Supplied material:
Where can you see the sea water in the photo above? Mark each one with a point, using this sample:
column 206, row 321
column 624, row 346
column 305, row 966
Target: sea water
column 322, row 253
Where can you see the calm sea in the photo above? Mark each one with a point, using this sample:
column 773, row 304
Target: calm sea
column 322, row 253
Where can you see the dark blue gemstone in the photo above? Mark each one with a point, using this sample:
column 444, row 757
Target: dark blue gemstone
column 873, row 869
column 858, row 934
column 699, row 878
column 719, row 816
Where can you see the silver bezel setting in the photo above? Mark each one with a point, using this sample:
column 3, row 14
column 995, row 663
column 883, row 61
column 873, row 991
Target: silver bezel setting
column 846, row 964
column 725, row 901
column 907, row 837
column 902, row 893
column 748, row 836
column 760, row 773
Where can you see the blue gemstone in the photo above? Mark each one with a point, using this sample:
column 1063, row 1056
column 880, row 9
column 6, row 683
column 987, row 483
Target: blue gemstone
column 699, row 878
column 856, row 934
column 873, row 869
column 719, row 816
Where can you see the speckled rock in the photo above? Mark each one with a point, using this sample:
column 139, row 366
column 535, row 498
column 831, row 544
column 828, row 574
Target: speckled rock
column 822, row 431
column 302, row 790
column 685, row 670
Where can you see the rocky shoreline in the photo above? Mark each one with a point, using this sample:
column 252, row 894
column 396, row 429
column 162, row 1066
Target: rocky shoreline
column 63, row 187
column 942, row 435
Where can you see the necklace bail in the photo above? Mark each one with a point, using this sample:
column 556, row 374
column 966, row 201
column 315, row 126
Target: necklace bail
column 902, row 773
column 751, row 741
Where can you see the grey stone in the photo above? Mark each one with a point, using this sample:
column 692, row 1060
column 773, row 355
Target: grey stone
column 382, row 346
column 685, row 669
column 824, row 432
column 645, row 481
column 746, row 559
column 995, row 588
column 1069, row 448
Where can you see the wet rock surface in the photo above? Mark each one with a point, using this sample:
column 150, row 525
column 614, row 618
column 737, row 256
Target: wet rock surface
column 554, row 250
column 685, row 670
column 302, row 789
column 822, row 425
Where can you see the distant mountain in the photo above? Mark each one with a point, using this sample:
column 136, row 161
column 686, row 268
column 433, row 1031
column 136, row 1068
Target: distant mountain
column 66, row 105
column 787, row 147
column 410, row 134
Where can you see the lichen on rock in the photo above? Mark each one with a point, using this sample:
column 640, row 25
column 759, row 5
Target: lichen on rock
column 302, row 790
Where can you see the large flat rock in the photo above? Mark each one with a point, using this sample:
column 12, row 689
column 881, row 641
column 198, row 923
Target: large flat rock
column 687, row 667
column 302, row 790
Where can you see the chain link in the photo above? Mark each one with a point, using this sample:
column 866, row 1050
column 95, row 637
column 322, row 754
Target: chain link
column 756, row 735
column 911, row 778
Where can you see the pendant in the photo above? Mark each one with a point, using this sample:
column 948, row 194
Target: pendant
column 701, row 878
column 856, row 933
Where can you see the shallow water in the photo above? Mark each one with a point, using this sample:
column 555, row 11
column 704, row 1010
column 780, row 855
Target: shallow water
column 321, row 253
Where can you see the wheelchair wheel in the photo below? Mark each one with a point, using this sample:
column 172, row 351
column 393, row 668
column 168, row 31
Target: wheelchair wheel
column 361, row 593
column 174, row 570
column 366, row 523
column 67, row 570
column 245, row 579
* * *
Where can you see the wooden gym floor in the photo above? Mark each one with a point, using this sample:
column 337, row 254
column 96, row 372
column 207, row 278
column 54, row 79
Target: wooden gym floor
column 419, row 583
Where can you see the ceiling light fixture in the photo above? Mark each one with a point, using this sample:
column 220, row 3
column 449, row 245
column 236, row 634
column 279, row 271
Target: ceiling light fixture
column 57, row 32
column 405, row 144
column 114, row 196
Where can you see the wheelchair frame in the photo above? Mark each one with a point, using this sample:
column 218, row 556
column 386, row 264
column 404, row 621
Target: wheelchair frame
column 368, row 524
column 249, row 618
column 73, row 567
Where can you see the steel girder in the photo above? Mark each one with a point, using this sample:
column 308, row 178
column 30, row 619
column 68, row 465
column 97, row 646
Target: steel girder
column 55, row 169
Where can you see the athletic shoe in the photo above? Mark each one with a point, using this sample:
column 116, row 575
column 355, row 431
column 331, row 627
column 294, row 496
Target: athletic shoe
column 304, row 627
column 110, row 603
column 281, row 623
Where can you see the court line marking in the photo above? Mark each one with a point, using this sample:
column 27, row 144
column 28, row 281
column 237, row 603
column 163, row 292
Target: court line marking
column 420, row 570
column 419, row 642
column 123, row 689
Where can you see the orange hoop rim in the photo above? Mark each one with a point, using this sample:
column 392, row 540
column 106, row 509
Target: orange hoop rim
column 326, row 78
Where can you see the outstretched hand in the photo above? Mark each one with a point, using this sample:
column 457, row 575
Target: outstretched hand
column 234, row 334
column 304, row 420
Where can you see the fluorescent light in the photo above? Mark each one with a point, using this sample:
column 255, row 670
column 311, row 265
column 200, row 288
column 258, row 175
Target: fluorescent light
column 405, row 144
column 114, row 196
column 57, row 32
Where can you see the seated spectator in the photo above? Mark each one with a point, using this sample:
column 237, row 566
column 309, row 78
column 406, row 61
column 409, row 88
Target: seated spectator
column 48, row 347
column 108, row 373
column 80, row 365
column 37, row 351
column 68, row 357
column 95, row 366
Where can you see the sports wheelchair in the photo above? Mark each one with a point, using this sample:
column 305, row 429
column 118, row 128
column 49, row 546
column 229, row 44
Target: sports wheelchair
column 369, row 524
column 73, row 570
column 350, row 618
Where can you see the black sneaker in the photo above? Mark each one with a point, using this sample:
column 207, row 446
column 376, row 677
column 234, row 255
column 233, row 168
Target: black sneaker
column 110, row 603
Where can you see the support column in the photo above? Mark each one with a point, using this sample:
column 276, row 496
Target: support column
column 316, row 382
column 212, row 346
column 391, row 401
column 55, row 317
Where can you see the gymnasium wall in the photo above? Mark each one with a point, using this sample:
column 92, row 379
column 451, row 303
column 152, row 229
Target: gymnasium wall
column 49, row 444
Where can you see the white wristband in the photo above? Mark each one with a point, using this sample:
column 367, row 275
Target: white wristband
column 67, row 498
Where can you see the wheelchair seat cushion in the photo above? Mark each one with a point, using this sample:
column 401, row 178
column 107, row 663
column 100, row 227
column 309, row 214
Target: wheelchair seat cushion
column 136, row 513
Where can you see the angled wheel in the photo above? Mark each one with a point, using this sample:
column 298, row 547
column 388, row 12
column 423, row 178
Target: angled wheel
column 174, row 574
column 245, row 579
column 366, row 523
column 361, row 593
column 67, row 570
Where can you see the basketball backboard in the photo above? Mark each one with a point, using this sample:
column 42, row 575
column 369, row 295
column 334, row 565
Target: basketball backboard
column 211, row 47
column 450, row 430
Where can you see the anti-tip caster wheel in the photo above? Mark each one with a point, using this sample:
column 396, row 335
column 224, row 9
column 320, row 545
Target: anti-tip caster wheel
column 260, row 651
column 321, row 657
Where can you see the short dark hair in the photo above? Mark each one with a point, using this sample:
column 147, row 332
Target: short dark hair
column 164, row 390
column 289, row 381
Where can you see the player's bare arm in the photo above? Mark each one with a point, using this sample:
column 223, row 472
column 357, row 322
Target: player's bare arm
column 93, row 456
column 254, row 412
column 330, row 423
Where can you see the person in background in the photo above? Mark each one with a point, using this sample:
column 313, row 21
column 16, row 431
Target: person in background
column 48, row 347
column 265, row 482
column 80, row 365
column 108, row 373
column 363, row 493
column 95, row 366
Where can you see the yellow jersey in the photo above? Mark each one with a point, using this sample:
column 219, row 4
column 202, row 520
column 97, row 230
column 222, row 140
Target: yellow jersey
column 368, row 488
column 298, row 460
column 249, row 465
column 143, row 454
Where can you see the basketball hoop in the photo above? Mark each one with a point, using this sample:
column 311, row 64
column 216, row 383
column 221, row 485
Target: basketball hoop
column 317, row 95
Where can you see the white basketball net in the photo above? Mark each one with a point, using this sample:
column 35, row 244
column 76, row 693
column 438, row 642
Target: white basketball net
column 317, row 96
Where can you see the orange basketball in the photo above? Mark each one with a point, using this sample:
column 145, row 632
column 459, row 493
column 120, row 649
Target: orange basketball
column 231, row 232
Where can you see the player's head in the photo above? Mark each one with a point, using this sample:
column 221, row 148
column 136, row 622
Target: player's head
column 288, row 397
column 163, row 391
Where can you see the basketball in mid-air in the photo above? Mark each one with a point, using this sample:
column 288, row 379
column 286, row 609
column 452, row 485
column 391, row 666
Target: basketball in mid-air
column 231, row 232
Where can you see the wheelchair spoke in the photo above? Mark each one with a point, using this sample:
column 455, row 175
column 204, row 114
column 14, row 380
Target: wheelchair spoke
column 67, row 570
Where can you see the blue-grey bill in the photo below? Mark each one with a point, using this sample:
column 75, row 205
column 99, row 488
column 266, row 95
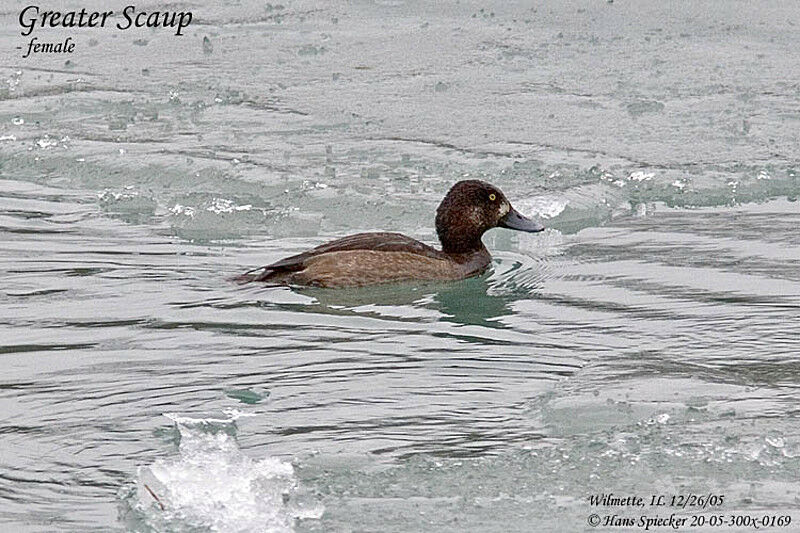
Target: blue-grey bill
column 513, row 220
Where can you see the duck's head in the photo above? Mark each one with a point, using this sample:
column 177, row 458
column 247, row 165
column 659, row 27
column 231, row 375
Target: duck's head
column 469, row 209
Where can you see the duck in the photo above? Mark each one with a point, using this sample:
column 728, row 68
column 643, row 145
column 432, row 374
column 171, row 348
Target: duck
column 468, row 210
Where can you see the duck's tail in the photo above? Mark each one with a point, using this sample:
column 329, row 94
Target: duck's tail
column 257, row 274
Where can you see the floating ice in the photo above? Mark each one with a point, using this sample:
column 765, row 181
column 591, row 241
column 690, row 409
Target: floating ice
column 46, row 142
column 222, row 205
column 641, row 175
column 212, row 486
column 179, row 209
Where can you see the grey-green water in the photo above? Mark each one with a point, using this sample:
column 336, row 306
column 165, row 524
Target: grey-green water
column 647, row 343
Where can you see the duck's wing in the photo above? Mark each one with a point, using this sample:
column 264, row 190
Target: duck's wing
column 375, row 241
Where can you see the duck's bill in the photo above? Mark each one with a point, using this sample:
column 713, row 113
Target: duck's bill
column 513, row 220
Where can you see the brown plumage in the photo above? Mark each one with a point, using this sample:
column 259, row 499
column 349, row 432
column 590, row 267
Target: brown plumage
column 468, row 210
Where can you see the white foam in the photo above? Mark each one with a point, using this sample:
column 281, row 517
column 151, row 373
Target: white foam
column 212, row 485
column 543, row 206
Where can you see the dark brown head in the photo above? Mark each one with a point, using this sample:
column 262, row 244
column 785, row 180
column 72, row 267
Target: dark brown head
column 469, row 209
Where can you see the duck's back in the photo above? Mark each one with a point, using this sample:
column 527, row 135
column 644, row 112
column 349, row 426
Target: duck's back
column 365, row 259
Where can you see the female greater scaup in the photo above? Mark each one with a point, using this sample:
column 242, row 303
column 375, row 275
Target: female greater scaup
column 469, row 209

Activity: Starting with the line that holds "Where can you see the sea water" and ending with the line that holds "column 773, row 304", retype every line in the data above exactly, and nothing else.

Completed exercise:
Where can you see the sea water in the photo above? Mark each one with a point, using this sample:
column 206, row 321
column 624, row 346
column 305, row 966
Target: sea water
column 322, row 253
Where can you see the calm sea in the photo above? Mark each one with a point, using this sample:
column 773, row 304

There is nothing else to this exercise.